■ The request
Output the lines of the records from the line containing "like x=514, y=826." down to and including the line containing "x=61, y=803" as a JSON list of strings, one string per line, with blank lines omitted.

■ Supplied records
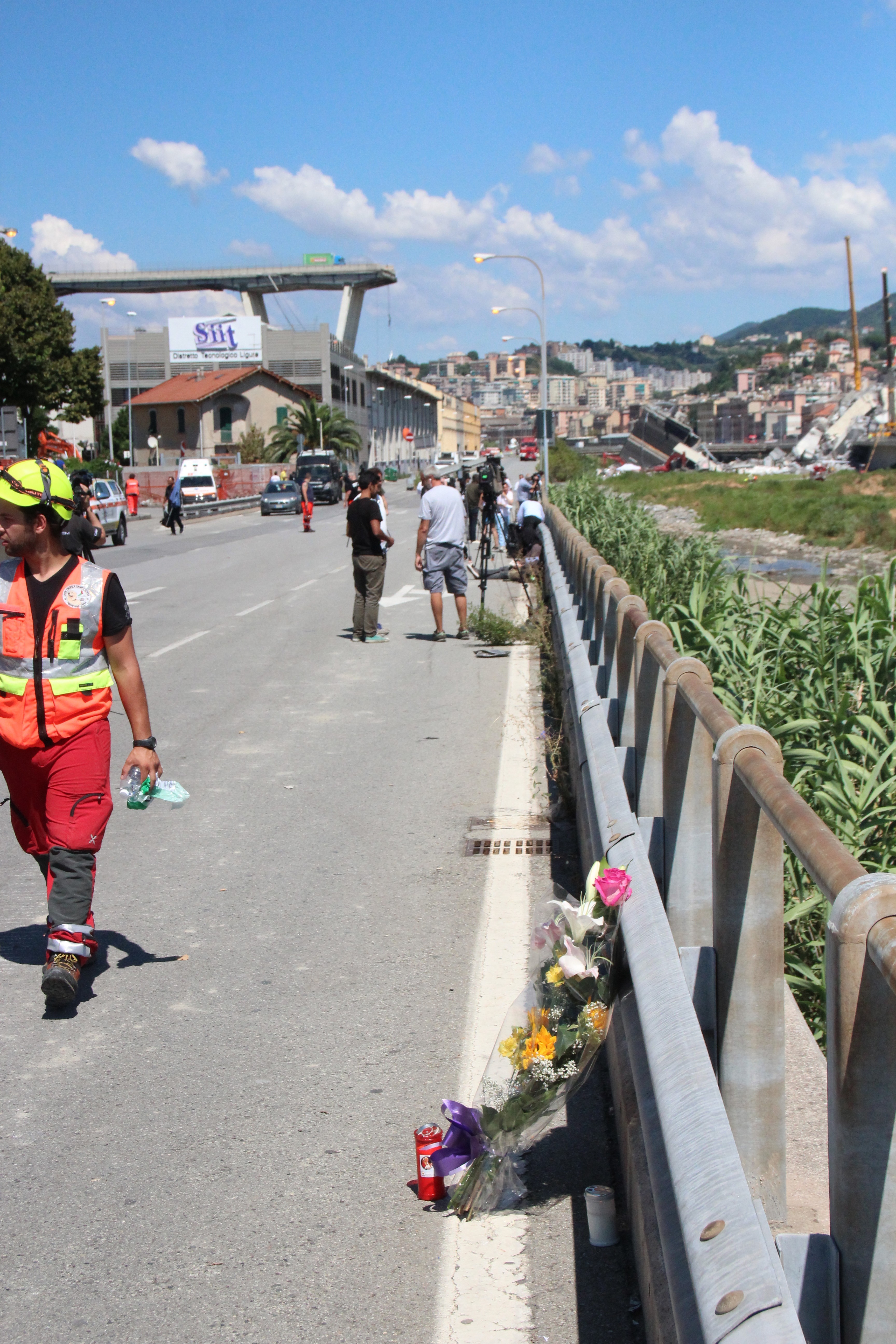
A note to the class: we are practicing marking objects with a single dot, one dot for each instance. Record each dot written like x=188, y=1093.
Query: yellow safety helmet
x=31, y=482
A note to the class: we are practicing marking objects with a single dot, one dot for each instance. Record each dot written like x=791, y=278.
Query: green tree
x=321, y=426
x=39, y=369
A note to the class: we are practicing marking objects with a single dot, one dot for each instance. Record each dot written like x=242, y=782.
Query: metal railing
x=669, y=783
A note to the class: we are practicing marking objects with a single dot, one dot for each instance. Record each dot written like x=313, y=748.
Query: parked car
x=327, y=476
x=109, y=505
x=280, y=498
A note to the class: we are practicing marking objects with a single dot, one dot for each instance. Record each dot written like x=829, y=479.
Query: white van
x=197, y=482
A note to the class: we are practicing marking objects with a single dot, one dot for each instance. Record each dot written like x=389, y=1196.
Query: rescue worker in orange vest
x=66, y=634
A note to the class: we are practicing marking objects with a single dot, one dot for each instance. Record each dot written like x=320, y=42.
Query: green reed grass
x=817, y=671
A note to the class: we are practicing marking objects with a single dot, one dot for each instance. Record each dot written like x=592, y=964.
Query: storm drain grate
x=522, y=847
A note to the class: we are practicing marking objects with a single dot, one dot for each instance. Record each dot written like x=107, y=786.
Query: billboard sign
x=214, y=341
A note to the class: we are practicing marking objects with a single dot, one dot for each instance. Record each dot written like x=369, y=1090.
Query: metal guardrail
x=221, y=506
x=669, y=776
x=726, y=1284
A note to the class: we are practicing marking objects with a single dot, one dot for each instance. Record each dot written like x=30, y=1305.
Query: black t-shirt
x=361, y=514
x=42, y=593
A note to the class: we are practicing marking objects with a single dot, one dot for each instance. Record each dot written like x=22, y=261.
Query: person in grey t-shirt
x=440, y=549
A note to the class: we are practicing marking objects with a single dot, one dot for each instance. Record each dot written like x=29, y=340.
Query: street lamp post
x=479, y=258
x=131, y=436
x=545, y=384
x=111, y=303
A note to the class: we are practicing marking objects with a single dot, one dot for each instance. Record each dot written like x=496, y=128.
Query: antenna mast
x=858, y=373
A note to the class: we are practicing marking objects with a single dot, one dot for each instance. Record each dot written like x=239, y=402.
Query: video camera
x=81, y=496
x=491, y=479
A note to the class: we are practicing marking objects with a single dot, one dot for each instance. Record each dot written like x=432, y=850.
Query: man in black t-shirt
x=363, y=523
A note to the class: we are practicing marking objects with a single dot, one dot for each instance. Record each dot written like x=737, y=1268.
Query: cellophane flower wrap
x=546, y=1050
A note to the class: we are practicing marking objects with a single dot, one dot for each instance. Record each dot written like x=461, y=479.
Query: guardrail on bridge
x=696, y=806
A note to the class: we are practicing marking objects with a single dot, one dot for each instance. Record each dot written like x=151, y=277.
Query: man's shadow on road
x=27, y=947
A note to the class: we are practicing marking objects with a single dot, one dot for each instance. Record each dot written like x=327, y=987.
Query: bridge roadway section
x=218, y=1148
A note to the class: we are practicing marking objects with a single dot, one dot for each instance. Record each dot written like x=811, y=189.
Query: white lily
x=578, y=962
x=578, y=919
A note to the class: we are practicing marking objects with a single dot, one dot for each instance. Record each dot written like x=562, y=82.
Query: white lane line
x=178, y=644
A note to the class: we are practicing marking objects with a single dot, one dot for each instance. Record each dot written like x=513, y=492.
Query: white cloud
x=182, y=163
x=545, y=159
x=249, y=248
x=312, y=201
x=58, y=245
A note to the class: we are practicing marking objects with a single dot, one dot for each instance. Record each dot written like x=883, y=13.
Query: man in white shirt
x=440, y=549
x=528, y=521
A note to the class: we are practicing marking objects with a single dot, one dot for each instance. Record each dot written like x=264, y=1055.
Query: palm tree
x=321, y=426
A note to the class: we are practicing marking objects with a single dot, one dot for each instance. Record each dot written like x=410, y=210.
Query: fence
x=696, y=806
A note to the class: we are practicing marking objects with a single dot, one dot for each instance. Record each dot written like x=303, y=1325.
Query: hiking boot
x=61, y=976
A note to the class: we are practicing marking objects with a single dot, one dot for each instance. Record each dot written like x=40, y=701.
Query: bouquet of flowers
x=546, y=1050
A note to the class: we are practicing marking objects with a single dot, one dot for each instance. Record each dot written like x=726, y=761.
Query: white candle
x=601, y=1205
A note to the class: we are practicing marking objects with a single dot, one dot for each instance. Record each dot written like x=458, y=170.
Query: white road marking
x=484, y=1260
x=405, y=594
x=178, y=644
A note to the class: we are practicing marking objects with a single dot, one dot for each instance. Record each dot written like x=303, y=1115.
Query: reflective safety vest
x=54, y=690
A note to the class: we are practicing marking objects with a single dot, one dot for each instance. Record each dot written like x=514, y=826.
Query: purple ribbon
x=464, y=1140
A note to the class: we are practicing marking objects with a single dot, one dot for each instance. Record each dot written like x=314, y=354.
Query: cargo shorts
x=444, y=568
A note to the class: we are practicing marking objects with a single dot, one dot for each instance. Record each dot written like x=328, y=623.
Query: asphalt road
x=218, y=1148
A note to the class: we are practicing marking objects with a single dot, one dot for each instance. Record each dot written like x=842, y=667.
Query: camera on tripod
x=491, y=479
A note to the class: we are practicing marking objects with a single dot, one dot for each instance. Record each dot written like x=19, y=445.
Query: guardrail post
x=749, y=937
x=687, y=811
x=613, y=594
x=862, y=1111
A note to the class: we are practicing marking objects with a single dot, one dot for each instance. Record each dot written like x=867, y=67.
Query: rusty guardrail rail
x=711, y=807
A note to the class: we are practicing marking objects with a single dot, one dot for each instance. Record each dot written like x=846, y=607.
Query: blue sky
x=675, y=169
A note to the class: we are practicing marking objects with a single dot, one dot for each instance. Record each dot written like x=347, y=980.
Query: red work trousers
x=61, y=803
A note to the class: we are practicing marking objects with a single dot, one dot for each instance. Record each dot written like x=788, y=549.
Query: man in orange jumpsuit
x=66, y=634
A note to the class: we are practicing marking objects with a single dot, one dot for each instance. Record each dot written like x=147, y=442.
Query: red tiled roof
x=199, y=388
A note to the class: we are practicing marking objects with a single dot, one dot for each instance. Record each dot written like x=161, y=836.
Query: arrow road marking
x=405, y=594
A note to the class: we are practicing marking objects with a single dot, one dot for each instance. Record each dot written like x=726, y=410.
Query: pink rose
x=613, y=886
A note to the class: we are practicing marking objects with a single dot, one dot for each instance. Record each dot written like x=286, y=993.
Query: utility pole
x=891, y=396
x=858, y=373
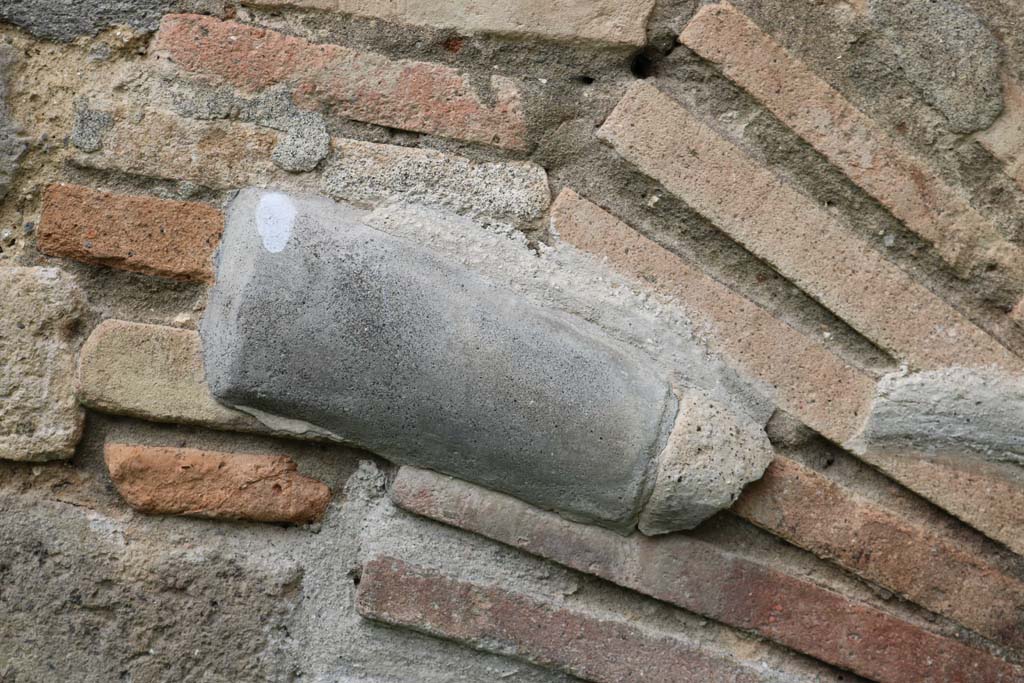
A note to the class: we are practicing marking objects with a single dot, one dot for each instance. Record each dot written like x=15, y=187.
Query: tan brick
x=700, y=578
x=601, y=647
x=881, y=165
x=217, y=485
x=801, y=240
x=569, y=20
x=139, y=233
x=40, y=418
x=809, y=381
x=907, y=558
x=989, y=497
x=224, y=155
x=365, y=86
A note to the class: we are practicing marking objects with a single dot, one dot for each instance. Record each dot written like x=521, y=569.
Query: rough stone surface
x=603, y=648
x=954, y=411
x=365, y=86
x=806, y=379
x=66, y=19
x=707, y=461
x=949, y=53
x=698, y=577
x=225, y=156
x=140, y=233
x=598, y=20
x=919, y=563
x=436, y=368
x=217, y=485
x=11, y=145
x=872, y=159
x=40, y=309
x=796, y=236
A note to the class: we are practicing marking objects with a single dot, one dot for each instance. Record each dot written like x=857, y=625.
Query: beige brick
x=216, y=485
x=227, y=155
x=39, y=310
x=569, y=20
x=364, y=86
x=809, y=381
x=699, y=577
x=140, y=233
x=883, y=166
x=604, y=647
x=914, y=561
x=801, y=240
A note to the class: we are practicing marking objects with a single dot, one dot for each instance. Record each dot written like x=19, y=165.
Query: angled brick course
x=700, y=578
x=365, y=86
x=139, y=233
x=216, y=485
x=896, y=553
x=798, y=238
x=600, y=647
x=881, y=165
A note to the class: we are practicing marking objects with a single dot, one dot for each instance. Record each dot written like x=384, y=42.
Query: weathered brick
x=881, y=165
x=39, y=416
x=140, y=233
x=700, y=578
x=227, y=155
x=800, y=239
x=905, y=557
x=989, y=497
x=809, y=381
x=152, y=372
x=600, y=647
x=217, y=485
x=365, y=86
x=596, y=20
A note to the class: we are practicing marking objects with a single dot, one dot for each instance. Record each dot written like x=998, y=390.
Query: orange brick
x=810, y=382
x=800, y=239
x=700, y=578
x=365, y=86
x=218, y=485
x=900, y=555
x=140, y=233
x=881, y=165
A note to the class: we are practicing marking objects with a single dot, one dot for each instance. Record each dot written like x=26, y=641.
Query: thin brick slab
x=867, y=155
x=215, y=485
x=138, y=233
x=412, y=95
x=880, y=546
x=608, y=22
x=599, y=647
x=39, y=310
x=809, y=381
x=223, y=155
x=700, y=578
x=800, y=239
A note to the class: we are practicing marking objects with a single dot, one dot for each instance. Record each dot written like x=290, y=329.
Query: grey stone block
x=317, y=318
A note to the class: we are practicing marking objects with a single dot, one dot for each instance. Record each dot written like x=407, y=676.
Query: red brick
x=883, y=166
x=218, y=485
x=365, y=86
x=809, y=510
x=810, y=382
x=797, y=237
x=700, y=578
x=604, y=648
x=139, y=233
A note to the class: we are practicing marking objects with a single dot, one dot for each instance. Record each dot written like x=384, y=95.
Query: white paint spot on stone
x=274, y=218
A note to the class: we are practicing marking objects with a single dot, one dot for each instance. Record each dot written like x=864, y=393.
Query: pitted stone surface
x=316, y=317
x=39, y=416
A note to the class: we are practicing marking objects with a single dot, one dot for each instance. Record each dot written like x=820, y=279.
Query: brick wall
x=776, y=203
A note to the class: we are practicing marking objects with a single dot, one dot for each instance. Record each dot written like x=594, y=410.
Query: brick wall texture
x=775, y=203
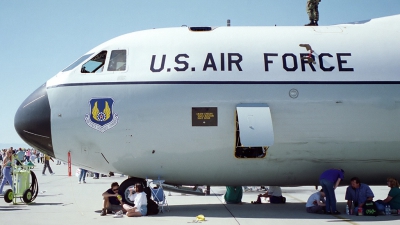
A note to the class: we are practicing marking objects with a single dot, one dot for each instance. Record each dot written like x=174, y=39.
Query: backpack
x=370, y=208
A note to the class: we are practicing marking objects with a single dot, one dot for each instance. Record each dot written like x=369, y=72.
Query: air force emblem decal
x=101, y=116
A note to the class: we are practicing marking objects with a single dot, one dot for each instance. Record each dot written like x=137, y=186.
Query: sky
x=40, y=38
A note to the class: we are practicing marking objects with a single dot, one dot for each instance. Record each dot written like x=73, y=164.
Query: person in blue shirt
x=329, y=180
x=357, y=194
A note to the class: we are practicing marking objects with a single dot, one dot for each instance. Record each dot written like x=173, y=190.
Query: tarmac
x=61, y=200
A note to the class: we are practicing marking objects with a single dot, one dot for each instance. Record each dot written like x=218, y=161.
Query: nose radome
x=32, y=121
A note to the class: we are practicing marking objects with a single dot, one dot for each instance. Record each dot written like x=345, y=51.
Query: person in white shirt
x=316, y=203
x=274, y=194
x=139, y=198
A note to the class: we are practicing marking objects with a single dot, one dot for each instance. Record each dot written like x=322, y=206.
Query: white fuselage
x=345, y=114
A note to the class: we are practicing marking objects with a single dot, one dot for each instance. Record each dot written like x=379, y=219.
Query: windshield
x=77, y=62
x=95, y=64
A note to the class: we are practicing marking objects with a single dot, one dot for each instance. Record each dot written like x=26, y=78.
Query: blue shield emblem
x=101, y=116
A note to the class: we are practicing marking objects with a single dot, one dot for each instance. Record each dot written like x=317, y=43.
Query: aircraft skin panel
x=343, y=111
x=307, y=131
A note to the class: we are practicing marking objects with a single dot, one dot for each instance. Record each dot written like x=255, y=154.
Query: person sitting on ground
x=393, y=198
x=111, y=201
x=139, y=198
x=316, y=203
x=358, y=193
x=274, y=194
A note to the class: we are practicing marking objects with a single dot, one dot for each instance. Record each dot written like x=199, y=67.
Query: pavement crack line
x=339, y=217
x=225, y=207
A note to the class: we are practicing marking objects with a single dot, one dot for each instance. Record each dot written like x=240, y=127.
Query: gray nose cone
x=32, y=121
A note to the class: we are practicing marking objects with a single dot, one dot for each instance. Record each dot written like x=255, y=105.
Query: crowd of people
x=358, y=195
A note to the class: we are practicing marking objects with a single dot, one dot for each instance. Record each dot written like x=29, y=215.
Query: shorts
x=114, y=208
x=142, y=210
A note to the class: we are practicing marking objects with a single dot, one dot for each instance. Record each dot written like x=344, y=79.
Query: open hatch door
x=254, y=130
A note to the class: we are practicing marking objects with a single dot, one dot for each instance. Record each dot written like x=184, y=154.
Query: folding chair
x=158, y=194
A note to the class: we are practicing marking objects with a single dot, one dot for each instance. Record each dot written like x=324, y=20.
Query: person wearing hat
x=357, y=194
x=329, y=180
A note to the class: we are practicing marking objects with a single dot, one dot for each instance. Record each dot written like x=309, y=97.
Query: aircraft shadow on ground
x=42, y=204
x=10, y=209
x=267, y=210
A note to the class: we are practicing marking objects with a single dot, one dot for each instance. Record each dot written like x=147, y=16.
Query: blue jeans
x=329, y=194
x=82, y=175
x=6, y=177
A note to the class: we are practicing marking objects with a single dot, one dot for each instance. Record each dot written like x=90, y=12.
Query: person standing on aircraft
x=329, y=181
x=312, y=11
x=111, y=201
x=316, y=202
x=358, y=193
x=6, y=165
x=47, y=165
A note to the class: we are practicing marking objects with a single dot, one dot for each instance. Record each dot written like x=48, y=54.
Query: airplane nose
x=32, y=121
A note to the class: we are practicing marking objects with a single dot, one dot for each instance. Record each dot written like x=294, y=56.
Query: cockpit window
x=77, y=62
x=95, y=64
x=117, y=61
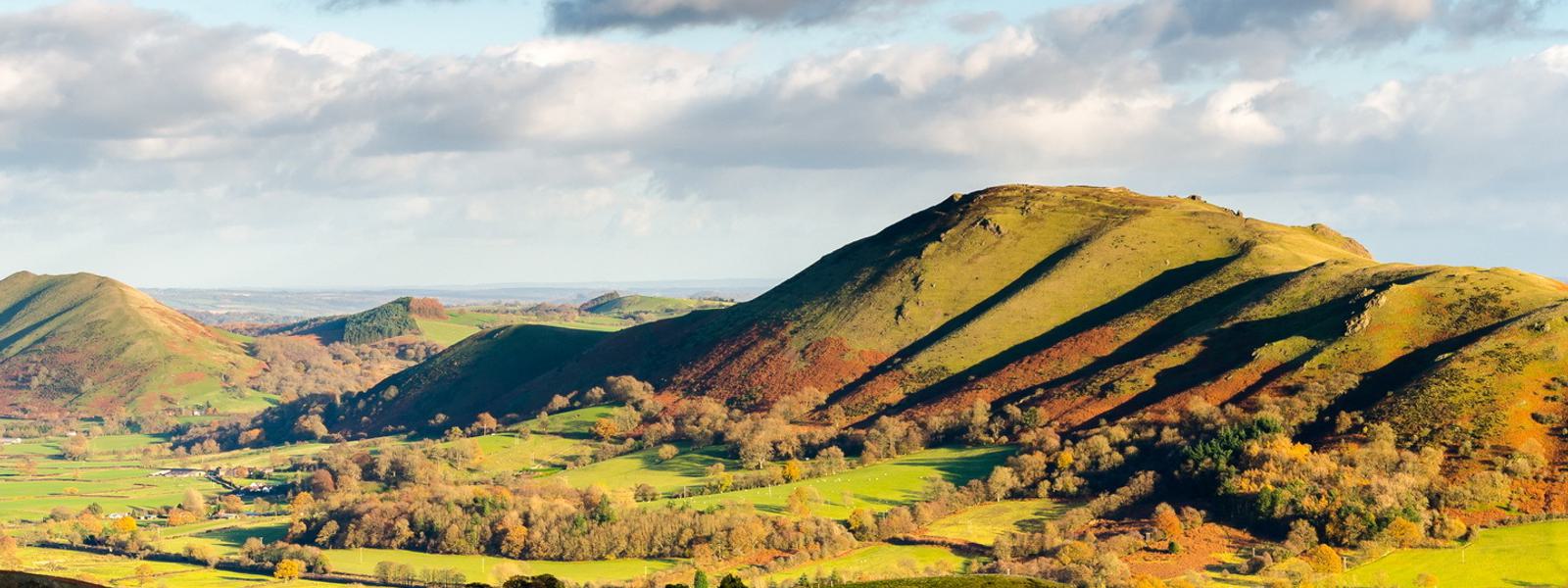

■ Solution to this task
[
  "A note to the class: we are practicing marking objects with a single dot, one dot for each instance. Record each dot written like x=514, y=826.",
  "Query: purple ribbon",
  "x=464, y=1140",
  "A note to the class: we are practicing marking objects with a single dot, one dot for each instance. Record each dot written like x=314, y=354.",
  "Query: cargo shorts",
  "x=444, y=568",
  "A note to the class: we are practicing marking objects with a single dot, one dot for each instance. Record each dot written like x=328, y=623.",
  "Query: asphalt road",
  "x=218, y=1148",
  "A note to the class: we are practicing marking objects with a single dot, one dot for each instance. Record each dot written like x=842, y=667.",
  "Query: camera on tripod",
  "x=491, y=479",
  "A note to the class: we are practicing marking objects with a single dot, one dot for each instance. Record each dot written like x=19, y=445.",
  "Query: guardrail post",
  "x=749, y=937",
  "x=687, y=811",
  "x=613, y=594",
  "x=862, y=1111",
  "A note to the class: we are practicing marking objects with a single dot, one dot for each instance. Record each dot written like x=867, y=67.",
  "Query: rusty guardrail rail",
  "x=711, y=807",
  "A note to the class: we are practicing marking objects with a single dot, one dot for each instance. Record each dot written like x=846, y=607.",
  "Query: blue sky",
  "x=675, y=169",
  "A note to the class: we are practicing marking objects with a single dot, one dot for each instance. Record each dot written like x=347, y=980.",
  "Query: red work trousers",
  "x=61, y=803"
]